• _CHALLENGE 1_
Answer these from the post about tr and sed:
(a) On what system does the poster say the sed or awk manipulation works fine?
(b) What file size does the ls -l listing show for /usr/xpg4/bin/sed?
(c) What message appears when the output is piped to /usr/xpg4/bin/sed?
• _CHALLENGE 2_
Pick up the post about tr and sed after its final line and keep it going.

• _EXTRACT TO READ_
========================

Wanting to replace each n in this file I use:
tr 'n' ',' < INPUT > OUTPUT
Which works fine. The output is to be expected:
"xxxxxx","yyyyyy","aaaaaa","cccccc"....
However
I can’t do any manipulation using sed or awk on this file, none what so ever (the result is always blank, like: sed 's/,/hello/g' displays nothing), in Linux using the GNU package this works fine, but with non GNU not. Can anyone tell me why this is?
Thanks in advance,
Anders
# ls
testfile.txt
# /usr/xpg4/bin/tr 'n' ',' < testfile.txt
"xxxxxx","yyyyyy","aaaaaa","cccccc","bbbbbb","eeeeee","oooooo","zzzzzz",,#
# /usr/xpg4/bin/tr 'n' ',' < testfile.txt | sed 's/,/hello/g'
# ls -l /usr/xpg4/bin/sed
-r-xr-xr-x 1 root bin 27460 Apr 7 2002 /usr/xpg4/bin/sed
# /usr/xpg4/bin/tr 'n' ',' < testfile.txt | /usr/xpg4/bin/sed 's/,/hello/g'
sed: Missing newline at end of file standard input.

========================

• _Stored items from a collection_
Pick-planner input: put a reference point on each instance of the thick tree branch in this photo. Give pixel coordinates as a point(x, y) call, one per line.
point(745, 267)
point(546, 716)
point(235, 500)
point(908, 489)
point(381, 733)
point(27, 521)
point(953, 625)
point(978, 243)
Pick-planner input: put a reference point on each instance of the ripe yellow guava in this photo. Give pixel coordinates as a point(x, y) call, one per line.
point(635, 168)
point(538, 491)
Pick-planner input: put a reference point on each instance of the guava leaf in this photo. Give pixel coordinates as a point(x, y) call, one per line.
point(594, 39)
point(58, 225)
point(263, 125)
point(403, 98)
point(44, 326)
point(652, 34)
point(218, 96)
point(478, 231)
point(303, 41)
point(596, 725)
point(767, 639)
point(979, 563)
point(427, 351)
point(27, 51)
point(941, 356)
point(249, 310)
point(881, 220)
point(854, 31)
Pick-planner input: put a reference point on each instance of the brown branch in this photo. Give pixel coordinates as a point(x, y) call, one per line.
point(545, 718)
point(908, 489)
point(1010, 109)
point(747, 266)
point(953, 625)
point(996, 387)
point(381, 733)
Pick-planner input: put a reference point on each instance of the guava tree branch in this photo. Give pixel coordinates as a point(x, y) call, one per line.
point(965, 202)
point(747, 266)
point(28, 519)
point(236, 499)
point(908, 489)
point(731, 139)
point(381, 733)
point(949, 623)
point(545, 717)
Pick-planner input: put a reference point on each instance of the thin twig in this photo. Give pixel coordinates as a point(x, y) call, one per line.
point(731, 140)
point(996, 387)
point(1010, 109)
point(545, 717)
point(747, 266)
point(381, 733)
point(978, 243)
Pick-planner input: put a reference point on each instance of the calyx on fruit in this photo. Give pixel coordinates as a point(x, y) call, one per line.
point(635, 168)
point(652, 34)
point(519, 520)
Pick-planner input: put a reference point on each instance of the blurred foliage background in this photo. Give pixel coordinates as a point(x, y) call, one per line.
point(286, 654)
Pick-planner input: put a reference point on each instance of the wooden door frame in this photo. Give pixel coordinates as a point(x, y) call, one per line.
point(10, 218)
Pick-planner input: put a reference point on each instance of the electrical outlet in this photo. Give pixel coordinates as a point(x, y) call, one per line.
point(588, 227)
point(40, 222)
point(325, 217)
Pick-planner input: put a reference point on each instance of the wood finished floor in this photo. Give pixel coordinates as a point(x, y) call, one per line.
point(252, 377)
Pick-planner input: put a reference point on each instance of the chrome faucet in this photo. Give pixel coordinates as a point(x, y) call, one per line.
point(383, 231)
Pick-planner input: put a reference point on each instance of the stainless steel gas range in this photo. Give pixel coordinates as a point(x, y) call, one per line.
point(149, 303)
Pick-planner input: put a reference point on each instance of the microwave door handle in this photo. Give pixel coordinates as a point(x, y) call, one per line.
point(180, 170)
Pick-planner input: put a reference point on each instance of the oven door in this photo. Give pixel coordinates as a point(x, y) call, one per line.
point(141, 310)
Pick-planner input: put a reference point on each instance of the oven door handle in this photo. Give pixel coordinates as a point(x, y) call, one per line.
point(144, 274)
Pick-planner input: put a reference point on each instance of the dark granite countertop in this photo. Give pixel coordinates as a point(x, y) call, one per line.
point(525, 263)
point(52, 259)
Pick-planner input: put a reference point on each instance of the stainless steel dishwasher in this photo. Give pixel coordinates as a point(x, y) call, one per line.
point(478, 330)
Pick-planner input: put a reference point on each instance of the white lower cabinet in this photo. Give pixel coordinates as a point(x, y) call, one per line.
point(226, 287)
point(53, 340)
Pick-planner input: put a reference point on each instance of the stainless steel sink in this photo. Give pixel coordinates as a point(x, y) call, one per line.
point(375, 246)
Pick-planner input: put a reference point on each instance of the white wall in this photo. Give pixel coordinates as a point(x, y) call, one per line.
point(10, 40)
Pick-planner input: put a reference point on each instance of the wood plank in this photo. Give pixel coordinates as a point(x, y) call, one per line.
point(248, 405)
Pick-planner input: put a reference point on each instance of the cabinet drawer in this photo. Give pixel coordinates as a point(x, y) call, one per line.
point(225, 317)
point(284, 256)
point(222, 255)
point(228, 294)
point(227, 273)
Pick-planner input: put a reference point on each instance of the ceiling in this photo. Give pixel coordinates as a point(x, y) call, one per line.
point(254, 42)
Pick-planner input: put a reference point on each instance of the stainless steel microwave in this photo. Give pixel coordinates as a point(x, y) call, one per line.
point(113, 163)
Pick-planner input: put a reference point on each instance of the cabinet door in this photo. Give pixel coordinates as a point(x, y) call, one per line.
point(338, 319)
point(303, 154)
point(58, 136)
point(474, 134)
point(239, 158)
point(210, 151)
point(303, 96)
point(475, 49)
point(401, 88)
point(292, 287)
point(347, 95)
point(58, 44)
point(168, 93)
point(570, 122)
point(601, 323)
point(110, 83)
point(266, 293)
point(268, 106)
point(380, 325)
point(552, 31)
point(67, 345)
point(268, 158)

========================

• _EXERCISE RESULT 1_
(a) Linux using the GNU package
(b) 27460
(c) sed: Missing newline at end of file standard input.

• _EXERCISE RESULT 2_
"xxxxxx"hello"yyyyyy"hello"aaaaaa"hello"cccccc"hello"bbbbbb"hello"eeeeee"hello"oooooo"hello"zzzzzz"hellohello
# command -v sed
/usr/bin/sed
It seems sed is to blame, not tr … . Using XPG4 sed does seem to fix the problem. As to why exactly, grrrrmmm… .
Edit: actually, when I add a newline to the output of the tr command, it does work with both sed editions, so I suppose /usr/bin/sed really needs a newline, and /usr/xpg4/bin/sed is a little more forgiving on the matter… .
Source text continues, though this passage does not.